__Requirement__:
Rewrite the records below as a JSON list of strings, with one string for each line and blank lines omitted.

__Given data__:

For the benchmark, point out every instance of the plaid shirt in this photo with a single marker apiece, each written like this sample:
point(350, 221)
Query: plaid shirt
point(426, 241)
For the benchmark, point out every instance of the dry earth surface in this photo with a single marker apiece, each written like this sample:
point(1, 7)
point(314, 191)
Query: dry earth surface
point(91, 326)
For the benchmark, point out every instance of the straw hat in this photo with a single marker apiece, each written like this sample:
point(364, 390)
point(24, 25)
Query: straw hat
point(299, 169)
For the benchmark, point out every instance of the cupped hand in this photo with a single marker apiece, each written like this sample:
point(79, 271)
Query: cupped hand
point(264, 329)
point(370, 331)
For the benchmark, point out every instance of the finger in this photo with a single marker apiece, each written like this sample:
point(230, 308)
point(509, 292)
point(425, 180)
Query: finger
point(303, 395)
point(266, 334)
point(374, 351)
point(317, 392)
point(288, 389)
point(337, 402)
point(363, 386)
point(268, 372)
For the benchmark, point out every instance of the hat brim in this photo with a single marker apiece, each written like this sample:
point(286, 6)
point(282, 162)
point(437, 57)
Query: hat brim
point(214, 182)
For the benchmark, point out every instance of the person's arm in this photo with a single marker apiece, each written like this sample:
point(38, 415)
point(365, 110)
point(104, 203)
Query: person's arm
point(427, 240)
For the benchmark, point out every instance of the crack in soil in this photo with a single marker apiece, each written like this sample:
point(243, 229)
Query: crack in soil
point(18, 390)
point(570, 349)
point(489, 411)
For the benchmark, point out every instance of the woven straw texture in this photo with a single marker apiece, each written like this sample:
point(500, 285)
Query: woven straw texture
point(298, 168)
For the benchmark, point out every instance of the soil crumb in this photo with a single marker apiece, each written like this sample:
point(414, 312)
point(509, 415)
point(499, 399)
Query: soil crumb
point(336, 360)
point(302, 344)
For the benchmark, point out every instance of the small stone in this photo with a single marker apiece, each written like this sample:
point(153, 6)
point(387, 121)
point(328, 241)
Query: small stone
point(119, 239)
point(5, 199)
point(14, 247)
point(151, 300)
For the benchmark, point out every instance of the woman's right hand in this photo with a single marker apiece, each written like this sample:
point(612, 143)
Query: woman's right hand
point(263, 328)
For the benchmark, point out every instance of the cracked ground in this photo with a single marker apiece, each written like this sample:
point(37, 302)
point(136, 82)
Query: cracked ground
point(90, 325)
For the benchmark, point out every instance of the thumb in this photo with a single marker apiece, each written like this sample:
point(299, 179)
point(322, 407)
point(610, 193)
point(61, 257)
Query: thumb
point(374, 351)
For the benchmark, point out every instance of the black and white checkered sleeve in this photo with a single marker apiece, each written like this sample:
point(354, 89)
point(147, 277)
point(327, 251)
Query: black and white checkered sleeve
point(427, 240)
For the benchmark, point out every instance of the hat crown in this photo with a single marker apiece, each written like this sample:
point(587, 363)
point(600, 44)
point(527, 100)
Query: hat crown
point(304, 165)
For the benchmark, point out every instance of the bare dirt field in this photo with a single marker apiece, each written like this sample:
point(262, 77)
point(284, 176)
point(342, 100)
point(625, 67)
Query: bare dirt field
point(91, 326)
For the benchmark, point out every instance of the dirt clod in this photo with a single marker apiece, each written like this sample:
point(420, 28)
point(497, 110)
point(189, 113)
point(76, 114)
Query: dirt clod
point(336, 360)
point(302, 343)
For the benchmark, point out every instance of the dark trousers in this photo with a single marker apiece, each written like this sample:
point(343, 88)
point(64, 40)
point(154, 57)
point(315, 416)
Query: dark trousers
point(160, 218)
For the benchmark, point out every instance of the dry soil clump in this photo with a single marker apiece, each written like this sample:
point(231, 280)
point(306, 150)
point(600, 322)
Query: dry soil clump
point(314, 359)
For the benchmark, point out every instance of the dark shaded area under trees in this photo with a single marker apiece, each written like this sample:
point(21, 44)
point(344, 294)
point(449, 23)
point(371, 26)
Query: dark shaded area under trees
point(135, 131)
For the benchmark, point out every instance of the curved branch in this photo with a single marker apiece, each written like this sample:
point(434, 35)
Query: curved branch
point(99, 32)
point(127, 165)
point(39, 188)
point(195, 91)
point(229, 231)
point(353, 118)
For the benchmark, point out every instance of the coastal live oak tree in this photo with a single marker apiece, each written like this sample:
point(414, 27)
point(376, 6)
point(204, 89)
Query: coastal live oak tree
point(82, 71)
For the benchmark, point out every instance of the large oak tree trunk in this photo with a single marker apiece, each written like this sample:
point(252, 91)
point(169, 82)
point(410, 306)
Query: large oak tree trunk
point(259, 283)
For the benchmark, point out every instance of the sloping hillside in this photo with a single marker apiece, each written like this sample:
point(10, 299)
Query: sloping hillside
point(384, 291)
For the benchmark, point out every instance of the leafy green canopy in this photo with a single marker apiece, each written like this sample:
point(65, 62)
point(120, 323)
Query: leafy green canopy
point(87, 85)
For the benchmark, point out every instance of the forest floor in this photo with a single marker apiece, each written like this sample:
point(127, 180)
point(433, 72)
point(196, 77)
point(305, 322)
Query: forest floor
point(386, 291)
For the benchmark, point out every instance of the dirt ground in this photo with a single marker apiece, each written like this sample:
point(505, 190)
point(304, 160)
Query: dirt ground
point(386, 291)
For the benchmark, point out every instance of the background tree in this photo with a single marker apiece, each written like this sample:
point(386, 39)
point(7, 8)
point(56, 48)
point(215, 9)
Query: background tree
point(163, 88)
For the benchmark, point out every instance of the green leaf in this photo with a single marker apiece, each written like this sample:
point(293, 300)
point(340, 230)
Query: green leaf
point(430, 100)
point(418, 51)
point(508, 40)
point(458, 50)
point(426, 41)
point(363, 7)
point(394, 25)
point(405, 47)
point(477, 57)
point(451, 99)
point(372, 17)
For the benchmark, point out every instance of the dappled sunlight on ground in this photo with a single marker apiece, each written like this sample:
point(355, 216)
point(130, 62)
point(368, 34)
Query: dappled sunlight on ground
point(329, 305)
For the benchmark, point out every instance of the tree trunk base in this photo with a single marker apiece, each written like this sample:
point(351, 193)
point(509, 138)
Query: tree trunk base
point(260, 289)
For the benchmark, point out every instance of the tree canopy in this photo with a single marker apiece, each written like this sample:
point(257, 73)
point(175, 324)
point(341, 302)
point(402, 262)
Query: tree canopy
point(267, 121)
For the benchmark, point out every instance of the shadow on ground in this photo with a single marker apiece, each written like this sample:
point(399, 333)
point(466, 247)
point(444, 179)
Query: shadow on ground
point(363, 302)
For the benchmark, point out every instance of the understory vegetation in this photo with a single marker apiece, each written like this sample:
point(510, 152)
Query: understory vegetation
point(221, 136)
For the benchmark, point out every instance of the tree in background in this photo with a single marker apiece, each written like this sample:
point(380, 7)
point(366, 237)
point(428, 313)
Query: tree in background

__Solution to the problem__:
[
  "For the benchmark, point out every instance of the plaid shirt in this photo with a single marker apiece, each written like this sample:",
  "point(350, 221)",
  "Query: plaid shirt",
  "point(426, 241)",
  "For the benchmark, point out every instance of the dry earth surface in this photo with a single marker apiece, each written like this sample:",
  "point(1, 7)",
  "point(314, 191)",
  "Query: dry earth surface",
  "point(91, 326)",
  "For the benchmark, point out every instance of the straw hat in this photo with a single marker apiece, each written like this sample:",
  "point(364, 390)",
  "point(24, 25)",
  "Query: straw hat",
  "point(299, 169)",
  "For the benchmark, point out every instance of the cupped hand in this photo with a single marker apiece, each written like this sample:",
  "point(79, 271)",
  "Query: cupped hand",
  "point(264, 329)",
  "point(370, 331)",
  "For the benchmark, point out every instance of the finger in this photo with a single marker apiece, each written like this sample:",
  "point(230, 308)",
  "point(509, 292)",
  "point(425, 180)",
  "Query: finger",
  "point(303, 395)",
  "point(266, 334)",
  "point(374, 351)",
  "point(317, 392)",
  "point(288, 389)",
  "point(337, 402)",
  "point(363, 386)",
  "point(268, 372)",
  "For the benchmark, point out every instance of the hat brim in this photo with a single marker apiece, each written like this sample:",
  "point(286, 6)",
  "point(282, 162)",
  "point(437, 57)",
  "Query: hat brim",
  "point(214, 182)",
  "For the benchmark, point out every instance of the person's arm in this photo with a single marker apiece, each written like this sample:",
  "point(38, 415)",
  "point(365, 110)",
  "point(104, 203)",
  "Query: person's arm",
  "point(427, 240)",
  "For the benchmark, point out every instance of the crack in soil in this photo with a single marker apiece, each written like this sample:",
  "point(243, 229)",
  "Query: crack in soil",
  "point(18, 390)",
  "point(570, 349)",
  "point(489, 411)",
  "For the benchmark, point out every instance of the woven straw texture in this photo with a single marker apiece, each written like this sample:",
  "point(500, 285)",
  "Query: woven straw texture",
  "point(298, 168)",
  "For the benchmark, point out every instance of the soil crumb in this photo with a single marker apiece, each written like this sample:",
  "point(414, 312)",
  "point(509, 415)",
  "point(499, 399)",
  "Query: soil crumb",
  "point(336, 360)",
  "point(302, 344)",
  "For the benchmark, point out every instance of the small stone in this photo with a single marker apiece, each written like this sample:",
  "point(153, 6)",
  "point(387, 121)",
  "point(328, 241)",
  "Query: small stone",
  "point(119, 239)",
  "point(5, 199)",
  "point(14, 247)",
  "point(151, 300)",
  "For the benchmark, point out every instance of the woman's right hand in this photo with a single marker apiece, each written like this sample:",
  "point(612, 143)",
  "Query: woman's right hand",
  "point(263, 328)",
  "For the benchmark, point out every instance of the cracked ground in this photo with a single marker apiece, each written like this sample:",
  "point(37, 302)",
  "point(136, 82)",
  "Query: cracked ground",
  "point(90, 325)",
  "For the benchmark, point out every instance of the thumb in this photo with a single marker apiece, each written like this sample:",
  "point(299, 179)",
  "point(322, 407)",
  "point(610, 193)",
  "point(61, 257)",
  "Query: thumb",
  "point(374, 351)",
  "For the benchmark, point out every instance of the black and white checkered sleeve in this photo with a single marker apiece, each written like this sample:",
  "point(354, 89)",
  "point(147, 277)",
  "point(327, 251)",
  "Query: black and white checkered sleeve",
  "point(427, 240)",
  "For the benchmark, point out every instance of the hat crown in this photo with a single marker apiece, each written like this sample:",
  "point(587, 363)",
  "point(600, 44)",
  "point(527, 100)",
  "Query: hat crown",
  "point(304, 165)",
  "For the benchmark, point out every instance of the bare dirt field in this photo with a single marker apiece, each written like this sample:",
  "point(262, 77)",
  "point(284, 176)",
  "point(342, 100)",
  "point(625, 67)",
  "Query: bare dirt field",
  "point(91, 326)",
  "For the benchmark, point out every instance of the dirt clod in this photo with a single marker apiece, each written like this sample:",
  "point(420, 28)",
  "point(497, 110)",
  "point(189, 113)",
  "point(76, 114)",
  "Query: dirt clod",
  "point(336, 360)",
  "point(302, 343)",
  "For the benchmark, point out every instance of the dark trousers in this photo with a single marker apiece, each written like this sample:",
  "point(343, 88)",
  "point(64, 40)",
  "point(154, 57)",
  "point(315, 416)",
  "Query: dark trousers",
  "point(160, 218)",
  "For the benchmark, point out every instance of the dry soil clump in this photo with a single marker apiece, each written like this sample:",
  "point(231, 280)",
  "point(306, 150)",
  "point(600, 322)",
  "Query: dry soil clump",
  "point(314, 359)",
  "For the benchmark, point out every instance of the dark shaded area under trees in this photo with a single marker apiece, each written like this sample:",
  "point(21, 44)",
  "point(344, 294)",
  "point(449, 23)",
  "point(371, 26)",
  "Query: dark shaded area under trees",
  "point(135, 131)",
  "For the benchmark, point out every instance of the curved branch in this photo with a single marker apiece, each written like this sample:",
  "point(434, 35)",
  "Query: curved branch",
  "point(99, 32)",
  "point(127, 165)",
  "point(39, 188)",
  "point(195, 91)",
  "point(229, 231)",
  "point(353, 118)",
  "For the benchmark, point out every instance of the coastal live oak tree in this photo with a single marker apiece, each written like this sample:",
  "point(414, 27)",
  "point(376, 6)",
  "point(204, 89)",
  "Query: coastal live oak tree",
  "point(82, 71)",
  "For the benchmark, point out every instance of the large oak tree trunk in this photo with a single marker apiece, each written like this sample:",
  "point(252, 91)",
  "point(169, 82)",
  "point(410, 306)",
  "Query: large oak tree trunk",
  "point(259, 283)",
  "For the benchmark, point out every instance of the sloping hillside in this photo with a single marker apiece, each written like this sample:",
  "point(10, 299)",
  "Query: sloping hillside",
  "point(384, 291)",
  "For the benchmark, point out every instance of the leafy green canopy in this photo with a single marker apiece, each written like this sample:",
  "point(65, 62)",
  "point(120, 323)",
  "Query: leafy green canopy",
  "point(87, 85)",
  "For the benchmark, point out every instance of the forest floor in this photo with a single marker apiece, each written like this sample:",
  "point(127, 180)",
  "point(433, 72)",
  "point(196, 77)",
  "point(305, 322)",
  "Query: forest floor",
  "point(386, 291)",
  "For the benchmark, point out every instance of the dirt ground in this photo with a single marker apiece, each written like this sample:",
  "point(505, 190)",
  "point(304, 160)",
  "Query: dirt ground",
  "point(386, 291)",
  "For the benchmark, point out every instance of the background tree in this photo with a single marker apiece, each written like this sample:",
  "point(386, 39)",
  "point(7, 8)",
  "point(56, 48)",
  "point(215, 9)",
  "Query: background tree",
  "point(163, 88)",
  "For the benchmark, point out every instance of the green leaf in this photo with a single marker apiece, each written like this sample:",
  "point(293, 300)",
  "point(340, 230)",
  "Query: green leaf",
  "point(430, 100)",
  "point(418, 51)",
  "point(508, 40)",
  "point(458, 50)",
  "point(426, 41)",
  "point(363, 7)",
  "point(394, 25)",
  "point(405, 47)",
  "point(477, 57)",
  "point(451, 99)",
  "point(372, 17)",
  "For the benchmark, point out every instance of the dappled sunlight on ground in this photo with a single marker apiece, each written like this sample:",
  "point(355, 216)",
  "point(130, 62)",
  "point(368, 34)",
  "Query: dappled sunlight on ground",
  "point(329, 305)",
  "For the benchmark, point out every instance of the tree trunk base in this photo with a single marker apiece, each written like this sample:",
  "point(351, 193)",
  "point(509, 138)",
  "Query: tree trunk base",
  "point(260, 289)",
  "For the benchmark, point out every instance of the tree canopy in this photo with a single marker apiece, each written like this sample:",
  "point(257, 73)",
  "point(175, 324)",
  "point(341, 302)",
  "point(402, 262)",
  "Query: tree canopy",
  "point(267, 121)",
  "For the benchmark, point out every instance of the shadow on ground in this photo with a single marker apiece, each written like this sample:",
  "point(399, 333)",
  "point(466, 247)",
  "point(444, 179)",
  "Query: shadow on ground",
  "point(363, 302)",
  "For the benchmark, point out every instance of the understory vegetation in this photo with a single marker apiece, each written like this sample:",
  "point(510, 152)",
  "Query: understory vegetation",
  "point(221, 136)",
  "For the benchmark, point out every instance of the tree in background in this photo with a single marker apiece, each written like this sample:",
  "point(380, 7)",
  "point(366, 237)",
  "point(428, 313)",
  "Query: tree in background"
]